Exercise description: Work out how many lines in the material below contain the word "petal", and reply with only that number.

Material:
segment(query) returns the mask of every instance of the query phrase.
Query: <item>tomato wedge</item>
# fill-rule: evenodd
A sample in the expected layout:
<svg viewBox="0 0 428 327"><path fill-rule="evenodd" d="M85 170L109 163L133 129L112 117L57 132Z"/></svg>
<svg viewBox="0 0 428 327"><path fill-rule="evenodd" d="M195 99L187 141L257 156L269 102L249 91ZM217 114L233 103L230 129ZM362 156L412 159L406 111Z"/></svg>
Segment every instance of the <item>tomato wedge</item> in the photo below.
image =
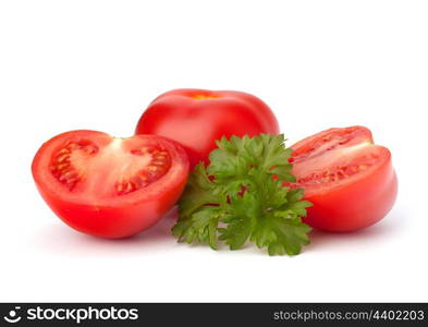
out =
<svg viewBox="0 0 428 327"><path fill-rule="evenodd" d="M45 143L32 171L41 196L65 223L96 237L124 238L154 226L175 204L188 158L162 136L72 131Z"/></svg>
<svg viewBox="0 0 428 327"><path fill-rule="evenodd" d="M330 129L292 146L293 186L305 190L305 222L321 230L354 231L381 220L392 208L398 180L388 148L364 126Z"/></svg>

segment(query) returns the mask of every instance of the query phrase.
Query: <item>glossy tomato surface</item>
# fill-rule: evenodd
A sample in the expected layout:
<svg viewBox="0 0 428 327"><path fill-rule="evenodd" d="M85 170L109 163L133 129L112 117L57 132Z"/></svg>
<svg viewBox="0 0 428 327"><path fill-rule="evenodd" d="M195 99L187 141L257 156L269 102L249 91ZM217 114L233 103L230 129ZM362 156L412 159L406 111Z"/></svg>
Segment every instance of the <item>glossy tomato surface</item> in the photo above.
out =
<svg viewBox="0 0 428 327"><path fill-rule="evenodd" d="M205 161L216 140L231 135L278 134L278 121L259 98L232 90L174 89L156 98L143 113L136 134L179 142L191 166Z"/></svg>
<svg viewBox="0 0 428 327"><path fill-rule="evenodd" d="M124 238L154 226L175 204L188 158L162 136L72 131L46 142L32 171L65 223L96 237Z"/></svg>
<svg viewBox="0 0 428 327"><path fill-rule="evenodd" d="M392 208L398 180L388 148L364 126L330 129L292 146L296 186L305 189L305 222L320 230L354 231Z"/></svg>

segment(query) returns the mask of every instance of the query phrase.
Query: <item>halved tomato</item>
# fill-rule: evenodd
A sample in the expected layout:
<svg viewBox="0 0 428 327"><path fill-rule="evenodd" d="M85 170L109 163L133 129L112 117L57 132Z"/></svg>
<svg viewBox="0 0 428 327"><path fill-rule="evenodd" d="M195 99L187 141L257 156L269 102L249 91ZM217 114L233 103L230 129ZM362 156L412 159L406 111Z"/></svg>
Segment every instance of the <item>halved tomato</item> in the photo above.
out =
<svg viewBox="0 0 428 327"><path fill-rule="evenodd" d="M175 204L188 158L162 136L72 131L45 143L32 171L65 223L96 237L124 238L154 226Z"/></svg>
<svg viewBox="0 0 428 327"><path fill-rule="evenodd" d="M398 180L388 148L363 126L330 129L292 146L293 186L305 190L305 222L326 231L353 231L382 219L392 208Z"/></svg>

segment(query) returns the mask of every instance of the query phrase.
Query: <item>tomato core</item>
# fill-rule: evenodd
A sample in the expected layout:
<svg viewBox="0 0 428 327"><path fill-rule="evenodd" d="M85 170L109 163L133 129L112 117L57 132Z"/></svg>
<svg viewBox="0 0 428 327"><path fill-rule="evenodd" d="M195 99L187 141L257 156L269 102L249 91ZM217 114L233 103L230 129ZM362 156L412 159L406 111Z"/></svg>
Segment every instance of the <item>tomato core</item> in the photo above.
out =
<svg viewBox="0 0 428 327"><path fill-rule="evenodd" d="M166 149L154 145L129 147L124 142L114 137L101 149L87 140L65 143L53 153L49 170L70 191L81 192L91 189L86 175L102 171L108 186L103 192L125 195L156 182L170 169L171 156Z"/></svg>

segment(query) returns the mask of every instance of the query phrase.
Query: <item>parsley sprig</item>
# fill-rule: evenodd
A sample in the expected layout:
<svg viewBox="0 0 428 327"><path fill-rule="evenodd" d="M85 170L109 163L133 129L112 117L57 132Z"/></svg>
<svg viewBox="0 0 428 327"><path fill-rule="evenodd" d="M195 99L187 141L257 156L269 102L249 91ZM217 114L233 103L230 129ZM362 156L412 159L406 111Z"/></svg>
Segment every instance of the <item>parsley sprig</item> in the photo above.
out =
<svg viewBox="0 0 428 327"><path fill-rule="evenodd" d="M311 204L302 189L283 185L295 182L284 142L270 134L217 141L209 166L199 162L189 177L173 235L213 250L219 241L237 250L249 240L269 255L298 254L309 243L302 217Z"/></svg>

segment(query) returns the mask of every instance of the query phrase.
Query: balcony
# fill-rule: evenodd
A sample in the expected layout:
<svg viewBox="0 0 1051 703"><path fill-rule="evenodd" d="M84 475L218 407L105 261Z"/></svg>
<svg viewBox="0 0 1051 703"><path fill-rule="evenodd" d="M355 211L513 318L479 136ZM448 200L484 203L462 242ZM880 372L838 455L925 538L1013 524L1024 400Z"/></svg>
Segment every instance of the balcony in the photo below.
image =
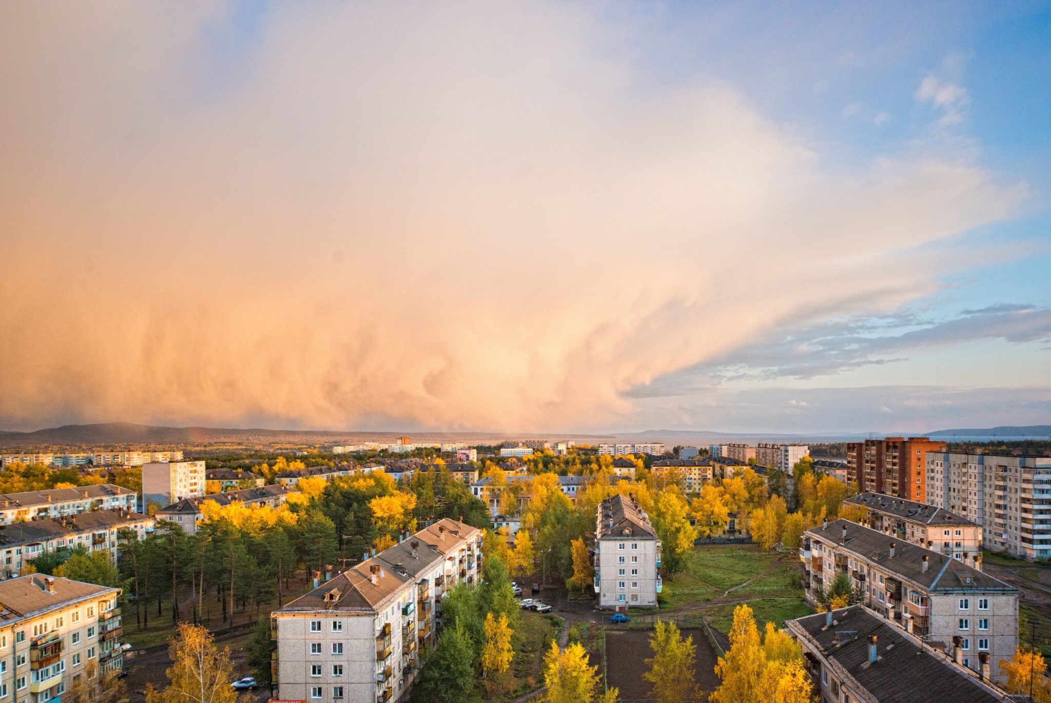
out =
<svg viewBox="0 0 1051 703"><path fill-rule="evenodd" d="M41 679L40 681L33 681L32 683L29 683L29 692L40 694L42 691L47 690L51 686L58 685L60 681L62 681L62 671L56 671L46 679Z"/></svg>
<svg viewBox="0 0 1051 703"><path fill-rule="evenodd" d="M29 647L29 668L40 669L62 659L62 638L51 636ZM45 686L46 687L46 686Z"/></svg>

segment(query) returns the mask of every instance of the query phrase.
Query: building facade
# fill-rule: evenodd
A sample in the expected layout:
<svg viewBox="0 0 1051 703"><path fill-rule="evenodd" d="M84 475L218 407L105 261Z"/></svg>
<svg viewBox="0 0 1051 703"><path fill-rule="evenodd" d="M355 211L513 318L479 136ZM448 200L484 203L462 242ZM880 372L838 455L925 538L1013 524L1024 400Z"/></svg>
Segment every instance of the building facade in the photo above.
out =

==

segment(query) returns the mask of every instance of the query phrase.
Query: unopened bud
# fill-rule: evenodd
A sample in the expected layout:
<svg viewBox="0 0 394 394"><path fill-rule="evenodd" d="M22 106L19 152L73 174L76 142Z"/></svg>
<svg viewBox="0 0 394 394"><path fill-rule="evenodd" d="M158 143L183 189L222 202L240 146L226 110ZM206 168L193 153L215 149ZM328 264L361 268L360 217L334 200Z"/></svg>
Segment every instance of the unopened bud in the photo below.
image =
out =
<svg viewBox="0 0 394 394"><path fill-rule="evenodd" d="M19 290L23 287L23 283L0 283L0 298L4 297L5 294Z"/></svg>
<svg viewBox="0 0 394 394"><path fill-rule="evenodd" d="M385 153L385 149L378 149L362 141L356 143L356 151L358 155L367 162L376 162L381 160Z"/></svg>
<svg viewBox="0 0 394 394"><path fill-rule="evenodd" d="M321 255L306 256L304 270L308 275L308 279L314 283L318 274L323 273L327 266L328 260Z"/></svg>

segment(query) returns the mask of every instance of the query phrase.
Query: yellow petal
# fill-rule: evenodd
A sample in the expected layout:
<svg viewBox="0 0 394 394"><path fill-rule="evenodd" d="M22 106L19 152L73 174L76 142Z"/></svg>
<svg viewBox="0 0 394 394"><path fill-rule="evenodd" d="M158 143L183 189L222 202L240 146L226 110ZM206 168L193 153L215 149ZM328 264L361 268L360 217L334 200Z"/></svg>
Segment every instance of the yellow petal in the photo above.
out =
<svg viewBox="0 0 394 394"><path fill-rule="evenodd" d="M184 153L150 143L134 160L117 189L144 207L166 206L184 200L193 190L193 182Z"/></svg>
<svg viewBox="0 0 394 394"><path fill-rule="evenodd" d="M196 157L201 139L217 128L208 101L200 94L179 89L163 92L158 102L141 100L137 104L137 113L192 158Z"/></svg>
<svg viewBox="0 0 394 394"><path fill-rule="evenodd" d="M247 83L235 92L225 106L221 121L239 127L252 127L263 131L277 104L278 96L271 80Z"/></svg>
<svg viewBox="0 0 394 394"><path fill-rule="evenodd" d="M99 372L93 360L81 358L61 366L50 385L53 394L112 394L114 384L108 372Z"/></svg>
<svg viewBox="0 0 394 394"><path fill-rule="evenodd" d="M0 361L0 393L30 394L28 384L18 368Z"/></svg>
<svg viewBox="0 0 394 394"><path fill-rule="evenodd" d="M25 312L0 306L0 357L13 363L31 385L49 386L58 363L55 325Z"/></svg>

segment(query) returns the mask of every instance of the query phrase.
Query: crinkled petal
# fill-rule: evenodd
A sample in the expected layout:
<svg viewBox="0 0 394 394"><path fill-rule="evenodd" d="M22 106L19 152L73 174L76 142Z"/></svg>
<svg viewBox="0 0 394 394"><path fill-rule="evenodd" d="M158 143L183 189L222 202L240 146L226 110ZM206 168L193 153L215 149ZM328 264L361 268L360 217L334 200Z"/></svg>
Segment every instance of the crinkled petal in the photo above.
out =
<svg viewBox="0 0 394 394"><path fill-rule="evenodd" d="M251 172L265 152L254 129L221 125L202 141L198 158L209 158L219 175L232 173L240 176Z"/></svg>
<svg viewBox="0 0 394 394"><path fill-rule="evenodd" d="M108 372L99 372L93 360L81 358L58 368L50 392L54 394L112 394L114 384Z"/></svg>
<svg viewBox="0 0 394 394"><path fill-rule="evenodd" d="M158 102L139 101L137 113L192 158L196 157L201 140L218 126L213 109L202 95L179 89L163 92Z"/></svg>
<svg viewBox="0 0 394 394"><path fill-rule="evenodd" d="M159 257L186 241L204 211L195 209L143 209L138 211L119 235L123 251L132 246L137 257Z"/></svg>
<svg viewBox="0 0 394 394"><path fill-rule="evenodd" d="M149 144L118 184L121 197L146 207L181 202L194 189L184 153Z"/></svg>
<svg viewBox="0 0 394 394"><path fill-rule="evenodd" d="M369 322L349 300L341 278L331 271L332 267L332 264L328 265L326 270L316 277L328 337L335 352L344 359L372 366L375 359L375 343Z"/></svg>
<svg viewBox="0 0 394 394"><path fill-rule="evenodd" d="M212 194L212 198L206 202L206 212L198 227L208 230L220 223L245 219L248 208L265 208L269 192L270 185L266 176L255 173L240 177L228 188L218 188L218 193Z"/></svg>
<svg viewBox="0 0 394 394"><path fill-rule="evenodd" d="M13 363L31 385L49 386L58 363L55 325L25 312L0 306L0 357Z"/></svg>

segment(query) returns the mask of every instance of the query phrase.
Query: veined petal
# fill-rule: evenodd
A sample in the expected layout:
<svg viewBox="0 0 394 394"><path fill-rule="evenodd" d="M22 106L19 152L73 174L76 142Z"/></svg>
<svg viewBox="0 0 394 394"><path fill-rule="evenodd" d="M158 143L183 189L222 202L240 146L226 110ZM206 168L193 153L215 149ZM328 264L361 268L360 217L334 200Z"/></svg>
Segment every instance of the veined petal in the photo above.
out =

Answer in full: 6